**GOAL:**
Give every line from the line with "of the finger" through the last line, both included, as a JSON list of strings, one string per line, with blank lines left out.

[Dataset items]
● ● ● ●

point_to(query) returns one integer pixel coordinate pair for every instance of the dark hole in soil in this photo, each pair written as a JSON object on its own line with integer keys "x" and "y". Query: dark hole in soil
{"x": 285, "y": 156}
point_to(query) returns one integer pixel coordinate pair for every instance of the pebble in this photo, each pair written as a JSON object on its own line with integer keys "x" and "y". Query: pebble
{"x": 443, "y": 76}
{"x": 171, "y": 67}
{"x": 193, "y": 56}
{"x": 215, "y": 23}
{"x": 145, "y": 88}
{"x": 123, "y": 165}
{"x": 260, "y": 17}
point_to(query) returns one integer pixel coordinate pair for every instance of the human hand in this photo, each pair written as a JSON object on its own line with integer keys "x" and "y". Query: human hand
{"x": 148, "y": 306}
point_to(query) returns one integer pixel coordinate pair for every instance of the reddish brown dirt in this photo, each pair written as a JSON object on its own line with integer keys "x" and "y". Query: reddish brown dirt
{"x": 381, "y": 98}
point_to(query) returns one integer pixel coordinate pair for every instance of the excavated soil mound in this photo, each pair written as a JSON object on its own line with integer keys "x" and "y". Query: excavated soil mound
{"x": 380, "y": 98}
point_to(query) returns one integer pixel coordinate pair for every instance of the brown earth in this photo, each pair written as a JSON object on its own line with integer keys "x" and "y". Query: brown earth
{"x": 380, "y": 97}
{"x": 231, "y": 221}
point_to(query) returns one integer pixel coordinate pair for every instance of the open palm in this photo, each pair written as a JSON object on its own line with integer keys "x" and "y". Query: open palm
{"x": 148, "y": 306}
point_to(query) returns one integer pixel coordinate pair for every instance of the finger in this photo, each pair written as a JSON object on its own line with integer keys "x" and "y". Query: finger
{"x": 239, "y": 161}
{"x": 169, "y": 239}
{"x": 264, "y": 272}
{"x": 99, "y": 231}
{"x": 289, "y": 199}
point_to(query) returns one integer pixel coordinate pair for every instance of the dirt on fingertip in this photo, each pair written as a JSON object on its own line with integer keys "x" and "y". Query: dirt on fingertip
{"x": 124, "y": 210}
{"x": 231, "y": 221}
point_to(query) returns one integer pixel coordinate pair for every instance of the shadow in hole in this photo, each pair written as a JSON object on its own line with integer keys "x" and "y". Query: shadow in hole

● ● ● ●

**TASK SOLUTION:**
[
  "point_to(query) returns one integer pixel coordinate pair for every instance of the finger in this photo, each pair written as a JSON object on its own line with integer keys \"x\" and \"y\". Query: finger",
  "{\"x\": 239, \"y\": 161}",
  "{\"x\": 169, \"y\": 239}",
  "{\"x\": 264, \"y\": 272}",
  "{\"x\": 99, \"y\": 231}",
  "{\"x\": 289, \"y\": 199}",
  "point_to(query) returns one integer pixel coordinate pair for every instance of the dirt on fingertip in this photo, each pair written as a JSON object on its own line with integer keys \"x\" and \"y\". Query: dirt on fingertip",
  "{\"x\": 124, \"y\": 210}",
  "{\"x\": 231, \"y\": 221}",
  "point_to(query) returns one integer pixel coordinate pair for every instance of the shadow in hole in this photo, each pair written as a JSON object on its own line with integer keys \"x\" and \"y\". Query: shadow in hole"
]